- TASK INPUT:

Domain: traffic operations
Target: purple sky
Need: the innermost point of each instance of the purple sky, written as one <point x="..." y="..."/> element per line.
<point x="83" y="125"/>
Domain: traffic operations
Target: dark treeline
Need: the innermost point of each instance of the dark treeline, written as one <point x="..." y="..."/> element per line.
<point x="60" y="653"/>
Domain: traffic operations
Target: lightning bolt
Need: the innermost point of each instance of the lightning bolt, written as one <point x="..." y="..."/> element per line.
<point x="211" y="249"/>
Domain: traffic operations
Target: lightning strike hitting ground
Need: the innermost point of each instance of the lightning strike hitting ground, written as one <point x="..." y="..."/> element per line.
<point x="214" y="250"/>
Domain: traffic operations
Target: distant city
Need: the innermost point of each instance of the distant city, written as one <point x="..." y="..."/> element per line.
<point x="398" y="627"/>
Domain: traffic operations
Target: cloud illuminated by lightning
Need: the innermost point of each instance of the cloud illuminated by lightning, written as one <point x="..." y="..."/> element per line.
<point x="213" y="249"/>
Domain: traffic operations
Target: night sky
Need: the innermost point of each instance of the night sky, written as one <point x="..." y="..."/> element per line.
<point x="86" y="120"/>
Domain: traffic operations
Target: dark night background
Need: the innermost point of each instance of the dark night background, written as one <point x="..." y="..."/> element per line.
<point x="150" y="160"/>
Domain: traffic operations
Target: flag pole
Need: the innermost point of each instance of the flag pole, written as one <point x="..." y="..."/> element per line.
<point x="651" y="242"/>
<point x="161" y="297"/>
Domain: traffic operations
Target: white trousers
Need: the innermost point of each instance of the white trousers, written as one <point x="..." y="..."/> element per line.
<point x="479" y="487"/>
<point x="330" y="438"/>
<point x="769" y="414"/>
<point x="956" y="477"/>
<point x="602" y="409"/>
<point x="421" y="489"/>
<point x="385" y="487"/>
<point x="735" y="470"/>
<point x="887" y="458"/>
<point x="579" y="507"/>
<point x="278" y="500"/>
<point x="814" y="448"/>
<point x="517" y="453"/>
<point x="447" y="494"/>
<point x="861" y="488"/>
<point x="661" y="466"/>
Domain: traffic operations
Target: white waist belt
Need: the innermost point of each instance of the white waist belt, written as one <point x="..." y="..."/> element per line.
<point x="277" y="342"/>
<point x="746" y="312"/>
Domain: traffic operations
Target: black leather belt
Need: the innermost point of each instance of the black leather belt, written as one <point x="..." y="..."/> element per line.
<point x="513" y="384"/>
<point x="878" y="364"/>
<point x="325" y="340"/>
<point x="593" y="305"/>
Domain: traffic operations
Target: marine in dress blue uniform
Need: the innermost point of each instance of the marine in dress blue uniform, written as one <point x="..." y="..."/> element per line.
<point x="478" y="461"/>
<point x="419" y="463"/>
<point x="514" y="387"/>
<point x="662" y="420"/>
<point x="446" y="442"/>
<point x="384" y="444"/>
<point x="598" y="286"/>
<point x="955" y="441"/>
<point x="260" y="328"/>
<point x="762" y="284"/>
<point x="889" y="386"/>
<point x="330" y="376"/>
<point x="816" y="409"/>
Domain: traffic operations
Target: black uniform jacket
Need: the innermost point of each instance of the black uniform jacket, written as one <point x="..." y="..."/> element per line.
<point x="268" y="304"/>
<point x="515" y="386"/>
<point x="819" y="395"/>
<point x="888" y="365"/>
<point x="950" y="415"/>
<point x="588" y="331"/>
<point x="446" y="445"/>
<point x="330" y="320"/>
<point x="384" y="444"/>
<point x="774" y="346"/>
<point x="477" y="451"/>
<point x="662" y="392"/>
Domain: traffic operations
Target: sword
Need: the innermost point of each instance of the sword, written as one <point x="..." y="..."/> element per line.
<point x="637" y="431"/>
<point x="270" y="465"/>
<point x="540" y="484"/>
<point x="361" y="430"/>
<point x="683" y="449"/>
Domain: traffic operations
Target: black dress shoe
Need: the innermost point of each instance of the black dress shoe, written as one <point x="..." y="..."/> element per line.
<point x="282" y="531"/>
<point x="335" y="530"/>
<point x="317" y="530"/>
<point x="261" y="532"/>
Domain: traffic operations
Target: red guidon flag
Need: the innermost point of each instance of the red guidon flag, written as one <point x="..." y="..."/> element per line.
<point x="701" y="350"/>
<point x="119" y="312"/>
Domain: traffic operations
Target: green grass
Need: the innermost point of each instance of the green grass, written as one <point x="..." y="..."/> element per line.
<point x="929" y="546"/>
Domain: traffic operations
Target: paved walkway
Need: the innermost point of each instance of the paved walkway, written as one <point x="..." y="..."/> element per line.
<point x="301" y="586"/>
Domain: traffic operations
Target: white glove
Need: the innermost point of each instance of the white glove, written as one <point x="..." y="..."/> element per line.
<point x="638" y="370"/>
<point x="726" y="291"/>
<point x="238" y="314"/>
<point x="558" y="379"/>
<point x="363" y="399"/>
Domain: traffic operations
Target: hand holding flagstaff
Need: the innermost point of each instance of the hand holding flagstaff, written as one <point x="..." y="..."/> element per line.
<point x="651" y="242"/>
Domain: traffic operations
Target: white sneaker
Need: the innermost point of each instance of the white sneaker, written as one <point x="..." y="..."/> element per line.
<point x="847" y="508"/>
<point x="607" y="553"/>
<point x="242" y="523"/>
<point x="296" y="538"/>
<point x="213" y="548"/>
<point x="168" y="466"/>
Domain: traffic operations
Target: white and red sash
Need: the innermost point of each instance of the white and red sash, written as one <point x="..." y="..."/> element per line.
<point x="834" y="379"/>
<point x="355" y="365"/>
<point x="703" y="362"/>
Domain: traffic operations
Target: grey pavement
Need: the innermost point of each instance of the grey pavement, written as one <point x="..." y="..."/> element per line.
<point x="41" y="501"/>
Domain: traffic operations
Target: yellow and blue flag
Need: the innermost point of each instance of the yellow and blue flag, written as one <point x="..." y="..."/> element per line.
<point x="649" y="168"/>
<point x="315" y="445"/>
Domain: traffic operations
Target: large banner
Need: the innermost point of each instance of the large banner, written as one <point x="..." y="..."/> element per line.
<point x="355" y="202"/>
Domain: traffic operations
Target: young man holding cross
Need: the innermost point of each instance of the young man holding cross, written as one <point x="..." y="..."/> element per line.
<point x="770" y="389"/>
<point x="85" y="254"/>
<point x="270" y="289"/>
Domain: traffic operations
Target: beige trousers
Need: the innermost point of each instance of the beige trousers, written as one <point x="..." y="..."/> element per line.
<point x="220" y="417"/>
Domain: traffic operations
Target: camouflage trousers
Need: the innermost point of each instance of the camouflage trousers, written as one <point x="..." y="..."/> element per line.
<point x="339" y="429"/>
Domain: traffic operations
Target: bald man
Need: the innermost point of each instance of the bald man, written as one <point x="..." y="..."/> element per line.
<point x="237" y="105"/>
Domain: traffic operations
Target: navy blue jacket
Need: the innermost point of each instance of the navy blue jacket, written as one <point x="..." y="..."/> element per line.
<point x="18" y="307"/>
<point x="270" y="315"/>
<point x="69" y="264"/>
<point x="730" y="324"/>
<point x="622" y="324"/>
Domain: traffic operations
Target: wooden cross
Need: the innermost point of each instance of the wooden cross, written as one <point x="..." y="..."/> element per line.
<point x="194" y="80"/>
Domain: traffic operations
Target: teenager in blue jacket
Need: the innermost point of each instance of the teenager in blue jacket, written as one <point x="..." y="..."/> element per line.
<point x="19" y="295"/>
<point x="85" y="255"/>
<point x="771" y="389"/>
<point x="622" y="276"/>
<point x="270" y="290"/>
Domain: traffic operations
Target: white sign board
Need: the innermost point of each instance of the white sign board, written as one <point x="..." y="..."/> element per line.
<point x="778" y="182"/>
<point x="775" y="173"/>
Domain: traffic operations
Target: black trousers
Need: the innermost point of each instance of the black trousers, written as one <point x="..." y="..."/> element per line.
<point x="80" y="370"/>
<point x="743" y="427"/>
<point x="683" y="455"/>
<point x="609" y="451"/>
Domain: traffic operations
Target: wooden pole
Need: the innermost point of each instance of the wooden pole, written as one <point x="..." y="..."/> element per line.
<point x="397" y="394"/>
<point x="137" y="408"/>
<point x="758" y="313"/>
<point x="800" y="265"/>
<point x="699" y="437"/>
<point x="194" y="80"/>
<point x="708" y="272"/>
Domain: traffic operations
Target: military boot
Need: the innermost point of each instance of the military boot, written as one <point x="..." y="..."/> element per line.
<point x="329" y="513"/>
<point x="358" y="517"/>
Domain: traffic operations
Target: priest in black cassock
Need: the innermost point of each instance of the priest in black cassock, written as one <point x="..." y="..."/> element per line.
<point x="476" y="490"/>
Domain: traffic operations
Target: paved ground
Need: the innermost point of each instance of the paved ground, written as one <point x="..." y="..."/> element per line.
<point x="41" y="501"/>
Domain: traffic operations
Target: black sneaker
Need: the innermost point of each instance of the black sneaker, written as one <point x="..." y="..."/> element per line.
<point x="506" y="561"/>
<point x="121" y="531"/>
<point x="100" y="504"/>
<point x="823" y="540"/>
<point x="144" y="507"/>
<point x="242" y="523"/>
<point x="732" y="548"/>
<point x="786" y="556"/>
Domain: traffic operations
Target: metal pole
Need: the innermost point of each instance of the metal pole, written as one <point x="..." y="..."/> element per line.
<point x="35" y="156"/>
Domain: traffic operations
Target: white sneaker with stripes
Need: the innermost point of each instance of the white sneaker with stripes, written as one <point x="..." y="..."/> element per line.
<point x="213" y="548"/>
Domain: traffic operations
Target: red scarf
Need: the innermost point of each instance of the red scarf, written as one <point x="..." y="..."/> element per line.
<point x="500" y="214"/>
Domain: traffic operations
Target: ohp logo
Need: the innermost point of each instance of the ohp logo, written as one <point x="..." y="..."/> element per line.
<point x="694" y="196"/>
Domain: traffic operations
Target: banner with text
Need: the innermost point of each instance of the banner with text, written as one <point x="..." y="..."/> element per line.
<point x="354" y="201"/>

- ACTIVITY:
Output the lines above between the one holding "Target: lightning strike hitting ground" and the one holding "Target: dark night background", inclusive, with nothing before or after them.

- COMPLETED EXERCISE:
Target: lightning strike hitting ground
Need: the innermost point of each instance of the lightning strike hitting ground, written as one <point x="..." y="..."/> element per line.
<point x="214" y="250"/>
Domain: traffic operations
Target: distant city
Need: the innermost point of each instance of the distant city, written as one <point x="..." y="..."/> element per line.
<point x="398" y="627"/>
Domain: traffic operations
Target: cloud illuminated by lightning
Need: the innermost point of each instance of the cloud illuminated by lightning, written as one <point x="..." y="..."/> element per line.
<point x="213" y="249"/>
Domain: traffic operations
Target: night sky
Need: the innermost point of each instance of the night sky, written as one <point x="..." y="..."/> element per line.
<point x="86" y="120"/>
Domain: traffic operations
Target: dark night background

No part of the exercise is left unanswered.